Collected data
-*-*-
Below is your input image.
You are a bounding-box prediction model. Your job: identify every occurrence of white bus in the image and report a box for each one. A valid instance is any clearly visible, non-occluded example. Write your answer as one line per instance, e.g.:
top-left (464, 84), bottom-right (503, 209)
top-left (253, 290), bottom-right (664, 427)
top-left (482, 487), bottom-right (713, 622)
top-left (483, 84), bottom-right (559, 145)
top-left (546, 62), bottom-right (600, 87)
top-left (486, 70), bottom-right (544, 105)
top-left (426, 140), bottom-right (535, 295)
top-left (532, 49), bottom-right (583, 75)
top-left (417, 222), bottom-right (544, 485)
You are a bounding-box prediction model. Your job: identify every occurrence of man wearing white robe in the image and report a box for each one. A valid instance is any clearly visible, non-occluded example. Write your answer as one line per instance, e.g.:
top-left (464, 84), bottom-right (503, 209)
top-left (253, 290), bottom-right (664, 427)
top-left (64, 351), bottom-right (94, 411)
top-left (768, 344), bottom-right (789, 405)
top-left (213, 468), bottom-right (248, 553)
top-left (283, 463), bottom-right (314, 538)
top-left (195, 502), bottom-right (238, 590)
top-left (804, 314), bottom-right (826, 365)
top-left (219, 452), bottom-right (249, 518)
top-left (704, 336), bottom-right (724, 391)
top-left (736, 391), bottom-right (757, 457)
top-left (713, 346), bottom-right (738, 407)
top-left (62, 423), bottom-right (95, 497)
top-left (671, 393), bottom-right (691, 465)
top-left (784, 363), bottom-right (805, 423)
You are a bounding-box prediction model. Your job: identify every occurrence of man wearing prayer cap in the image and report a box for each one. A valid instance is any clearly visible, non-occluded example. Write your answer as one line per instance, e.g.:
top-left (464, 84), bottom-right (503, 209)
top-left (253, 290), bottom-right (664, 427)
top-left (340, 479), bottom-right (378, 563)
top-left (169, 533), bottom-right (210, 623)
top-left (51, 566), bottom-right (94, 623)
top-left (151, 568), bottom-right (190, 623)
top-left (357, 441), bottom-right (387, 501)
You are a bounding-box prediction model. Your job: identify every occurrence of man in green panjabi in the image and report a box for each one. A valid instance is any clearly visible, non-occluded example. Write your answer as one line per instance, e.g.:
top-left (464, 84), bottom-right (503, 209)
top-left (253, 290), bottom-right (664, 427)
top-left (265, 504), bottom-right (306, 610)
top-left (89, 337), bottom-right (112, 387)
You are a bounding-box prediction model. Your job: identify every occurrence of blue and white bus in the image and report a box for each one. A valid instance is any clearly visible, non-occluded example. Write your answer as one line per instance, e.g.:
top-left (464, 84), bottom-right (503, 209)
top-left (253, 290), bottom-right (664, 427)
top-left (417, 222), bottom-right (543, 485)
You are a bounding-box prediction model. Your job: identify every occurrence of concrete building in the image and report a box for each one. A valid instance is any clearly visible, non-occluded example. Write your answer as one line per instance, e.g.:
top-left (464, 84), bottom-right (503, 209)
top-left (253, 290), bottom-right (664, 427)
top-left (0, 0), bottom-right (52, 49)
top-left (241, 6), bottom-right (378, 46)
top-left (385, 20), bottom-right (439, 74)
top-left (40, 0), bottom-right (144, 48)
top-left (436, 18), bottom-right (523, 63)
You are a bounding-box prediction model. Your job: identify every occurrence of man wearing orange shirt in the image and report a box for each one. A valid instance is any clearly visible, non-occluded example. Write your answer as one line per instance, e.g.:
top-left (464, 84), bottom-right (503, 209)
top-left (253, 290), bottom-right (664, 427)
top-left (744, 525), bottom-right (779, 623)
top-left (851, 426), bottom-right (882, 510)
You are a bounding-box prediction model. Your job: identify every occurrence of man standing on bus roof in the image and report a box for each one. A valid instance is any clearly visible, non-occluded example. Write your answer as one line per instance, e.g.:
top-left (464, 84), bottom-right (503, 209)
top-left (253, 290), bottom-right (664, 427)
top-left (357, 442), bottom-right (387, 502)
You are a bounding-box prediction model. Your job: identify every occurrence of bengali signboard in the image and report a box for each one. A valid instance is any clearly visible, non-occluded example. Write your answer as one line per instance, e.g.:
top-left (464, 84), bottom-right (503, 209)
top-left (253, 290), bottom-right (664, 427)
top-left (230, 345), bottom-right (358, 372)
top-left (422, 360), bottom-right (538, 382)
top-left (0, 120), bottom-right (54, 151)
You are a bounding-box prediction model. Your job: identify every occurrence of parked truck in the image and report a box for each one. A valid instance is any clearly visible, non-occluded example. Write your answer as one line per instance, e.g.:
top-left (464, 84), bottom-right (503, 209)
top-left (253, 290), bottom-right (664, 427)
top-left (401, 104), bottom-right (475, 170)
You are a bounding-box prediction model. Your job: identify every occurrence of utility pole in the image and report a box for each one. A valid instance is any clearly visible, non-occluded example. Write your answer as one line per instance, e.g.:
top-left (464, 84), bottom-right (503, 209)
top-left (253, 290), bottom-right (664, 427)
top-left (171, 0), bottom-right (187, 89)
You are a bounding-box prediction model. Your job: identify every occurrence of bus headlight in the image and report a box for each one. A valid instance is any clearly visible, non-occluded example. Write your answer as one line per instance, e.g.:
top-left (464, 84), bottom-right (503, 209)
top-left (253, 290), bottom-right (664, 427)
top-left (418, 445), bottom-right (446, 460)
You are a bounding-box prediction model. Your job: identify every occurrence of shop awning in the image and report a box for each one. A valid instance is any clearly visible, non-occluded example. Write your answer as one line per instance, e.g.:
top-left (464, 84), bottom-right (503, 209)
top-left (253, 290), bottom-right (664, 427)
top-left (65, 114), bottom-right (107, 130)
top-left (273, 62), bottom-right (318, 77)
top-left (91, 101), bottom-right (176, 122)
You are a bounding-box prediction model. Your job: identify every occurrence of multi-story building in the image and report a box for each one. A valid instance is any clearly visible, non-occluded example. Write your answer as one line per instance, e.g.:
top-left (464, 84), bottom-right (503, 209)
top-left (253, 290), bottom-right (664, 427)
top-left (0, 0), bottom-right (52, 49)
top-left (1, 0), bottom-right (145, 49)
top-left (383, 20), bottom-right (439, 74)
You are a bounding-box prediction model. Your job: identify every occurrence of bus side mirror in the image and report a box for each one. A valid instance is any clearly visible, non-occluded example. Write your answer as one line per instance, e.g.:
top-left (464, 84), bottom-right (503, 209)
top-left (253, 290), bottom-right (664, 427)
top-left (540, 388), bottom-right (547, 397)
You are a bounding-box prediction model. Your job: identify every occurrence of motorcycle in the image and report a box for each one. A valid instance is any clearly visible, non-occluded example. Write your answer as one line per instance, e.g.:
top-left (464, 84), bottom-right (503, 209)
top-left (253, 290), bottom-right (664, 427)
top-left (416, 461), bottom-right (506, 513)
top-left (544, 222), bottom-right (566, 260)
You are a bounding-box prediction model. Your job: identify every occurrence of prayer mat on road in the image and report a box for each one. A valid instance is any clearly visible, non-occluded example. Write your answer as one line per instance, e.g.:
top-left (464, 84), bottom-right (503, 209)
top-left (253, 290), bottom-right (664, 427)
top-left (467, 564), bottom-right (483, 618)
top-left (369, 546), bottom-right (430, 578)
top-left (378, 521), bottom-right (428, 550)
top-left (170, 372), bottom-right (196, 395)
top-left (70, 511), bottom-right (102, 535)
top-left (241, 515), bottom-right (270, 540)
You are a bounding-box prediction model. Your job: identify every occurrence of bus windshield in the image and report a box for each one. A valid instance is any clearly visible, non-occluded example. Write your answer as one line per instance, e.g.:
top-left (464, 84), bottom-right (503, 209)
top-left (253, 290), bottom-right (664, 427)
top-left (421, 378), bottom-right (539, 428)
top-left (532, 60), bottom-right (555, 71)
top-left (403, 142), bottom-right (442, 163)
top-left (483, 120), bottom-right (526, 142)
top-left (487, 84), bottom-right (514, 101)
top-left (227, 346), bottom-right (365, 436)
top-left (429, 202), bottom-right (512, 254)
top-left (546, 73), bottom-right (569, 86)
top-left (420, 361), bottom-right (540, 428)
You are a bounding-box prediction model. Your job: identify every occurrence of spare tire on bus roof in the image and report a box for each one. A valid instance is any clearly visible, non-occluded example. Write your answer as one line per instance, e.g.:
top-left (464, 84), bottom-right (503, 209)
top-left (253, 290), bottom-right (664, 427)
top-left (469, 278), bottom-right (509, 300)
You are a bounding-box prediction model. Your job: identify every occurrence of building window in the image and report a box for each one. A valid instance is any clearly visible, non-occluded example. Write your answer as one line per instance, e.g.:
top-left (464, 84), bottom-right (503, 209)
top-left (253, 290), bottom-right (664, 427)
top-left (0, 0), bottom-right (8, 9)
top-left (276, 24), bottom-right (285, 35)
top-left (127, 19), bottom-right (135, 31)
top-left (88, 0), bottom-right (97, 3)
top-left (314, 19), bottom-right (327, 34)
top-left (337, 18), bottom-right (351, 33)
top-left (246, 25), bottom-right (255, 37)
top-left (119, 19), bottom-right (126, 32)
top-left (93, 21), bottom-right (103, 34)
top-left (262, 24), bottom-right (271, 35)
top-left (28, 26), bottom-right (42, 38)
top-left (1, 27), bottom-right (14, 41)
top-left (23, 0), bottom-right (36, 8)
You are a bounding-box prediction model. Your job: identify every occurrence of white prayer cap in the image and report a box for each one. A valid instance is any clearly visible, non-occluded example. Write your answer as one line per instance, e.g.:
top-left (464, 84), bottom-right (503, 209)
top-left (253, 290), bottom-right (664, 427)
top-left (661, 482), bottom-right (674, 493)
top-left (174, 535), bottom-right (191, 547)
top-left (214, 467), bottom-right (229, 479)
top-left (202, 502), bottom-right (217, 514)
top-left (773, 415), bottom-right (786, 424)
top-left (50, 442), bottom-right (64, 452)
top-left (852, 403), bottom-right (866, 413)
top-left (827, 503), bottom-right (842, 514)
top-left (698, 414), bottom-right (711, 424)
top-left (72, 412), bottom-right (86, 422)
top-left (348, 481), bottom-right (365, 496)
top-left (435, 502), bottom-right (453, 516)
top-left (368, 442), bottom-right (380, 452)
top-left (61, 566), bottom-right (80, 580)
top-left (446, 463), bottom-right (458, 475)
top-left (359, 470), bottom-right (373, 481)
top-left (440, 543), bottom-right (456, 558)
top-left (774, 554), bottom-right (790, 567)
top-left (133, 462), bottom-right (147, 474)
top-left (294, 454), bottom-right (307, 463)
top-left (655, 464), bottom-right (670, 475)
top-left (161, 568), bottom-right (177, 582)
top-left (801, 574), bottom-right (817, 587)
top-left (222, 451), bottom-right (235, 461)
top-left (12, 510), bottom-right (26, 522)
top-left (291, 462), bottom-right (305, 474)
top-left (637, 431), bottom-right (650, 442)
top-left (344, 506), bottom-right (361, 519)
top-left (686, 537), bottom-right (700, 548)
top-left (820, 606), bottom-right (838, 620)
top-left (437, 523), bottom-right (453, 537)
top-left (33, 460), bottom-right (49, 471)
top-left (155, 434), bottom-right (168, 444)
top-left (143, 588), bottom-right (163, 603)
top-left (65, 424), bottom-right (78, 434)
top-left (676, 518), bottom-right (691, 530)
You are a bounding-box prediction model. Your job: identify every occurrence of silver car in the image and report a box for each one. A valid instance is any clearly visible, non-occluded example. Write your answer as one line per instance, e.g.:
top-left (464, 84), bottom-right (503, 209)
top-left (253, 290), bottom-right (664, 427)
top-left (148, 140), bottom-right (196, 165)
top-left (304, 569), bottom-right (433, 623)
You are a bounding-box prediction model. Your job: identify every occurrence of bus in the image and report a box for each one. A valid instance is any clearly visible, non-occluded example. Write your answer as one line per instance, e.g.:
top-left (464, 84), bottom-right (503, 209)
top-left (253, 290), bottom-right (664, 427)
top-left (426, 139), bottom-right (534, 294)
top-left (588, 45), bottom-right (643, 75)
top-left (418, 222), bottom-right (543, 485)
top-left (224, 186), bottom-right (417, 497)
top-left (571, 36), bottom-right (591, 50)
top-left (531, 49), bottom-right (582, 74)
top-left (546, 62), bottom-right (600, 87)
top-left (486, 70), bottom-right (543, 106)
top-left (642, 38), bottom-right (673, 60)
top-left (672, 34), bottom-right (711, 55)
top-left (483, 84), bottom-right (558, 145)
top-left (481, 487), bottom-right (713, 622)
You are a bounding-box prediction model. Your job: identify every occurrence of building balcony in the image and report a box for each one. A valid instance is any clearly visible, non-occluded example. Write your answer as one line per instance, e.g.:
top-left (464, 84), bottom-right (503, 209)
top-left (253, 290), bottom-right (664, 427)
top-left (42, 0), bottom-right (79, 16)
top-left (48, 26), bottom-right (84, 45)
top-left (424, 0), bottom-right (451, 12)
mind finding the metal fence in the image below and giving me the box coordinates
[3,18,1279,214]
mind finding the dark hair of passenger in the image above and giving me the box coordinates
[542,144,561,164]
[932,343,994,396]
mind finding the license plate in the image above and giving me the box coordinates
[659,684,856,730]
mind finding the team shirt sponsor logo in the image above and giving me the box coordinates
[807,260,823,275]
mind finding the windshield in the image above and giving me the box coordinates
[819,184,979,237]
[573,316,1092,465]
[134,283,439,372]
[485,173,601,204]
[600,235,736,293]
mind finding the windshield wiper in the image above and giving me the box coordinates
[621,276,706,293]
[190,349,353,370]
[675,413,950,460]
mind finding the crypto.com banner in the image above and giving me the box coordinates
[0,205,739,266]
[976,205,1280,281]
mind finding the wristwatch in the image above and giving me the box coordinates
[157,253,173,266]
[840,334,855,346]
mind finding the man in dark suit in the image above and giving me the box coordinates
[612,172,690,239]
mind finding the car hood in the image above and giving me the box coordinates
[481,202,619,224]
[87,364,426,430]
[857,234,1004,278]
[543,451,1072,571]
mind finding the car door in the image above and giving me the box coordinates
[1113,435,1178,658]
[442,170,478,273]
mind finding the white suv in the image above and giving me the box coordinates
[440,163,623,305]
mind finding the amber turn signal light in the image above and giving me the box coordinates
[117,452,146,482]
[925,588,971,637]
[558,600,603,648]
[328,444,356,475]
-*-*-
Wherever the string "prayer" appears in the data above, copy the line it sits in.

:: Result of this exercise ::
You are a bounding-box prediction model. Your job: identify every occurrence of man wearing prayer cap in the image and report a box for each one. A valid instance is any clearly visible, non-occluded example. Write your answer as one line per instance, e.g.:
You are a bounding-box prediction model. Your job: identify every occurrence of prayer mat on road in the image and report a box for each one. A valid instance is any clearly visible, non-occluded example. Write your answer as one line per instance, e.g.:
You are a bounding-box prediction model. Your job: identify every occurrence of white prayer cap in the image and report a box for each one. A valid instance is any clearly visible, non-occluded example. Write your answer as one line per instance, e.g.:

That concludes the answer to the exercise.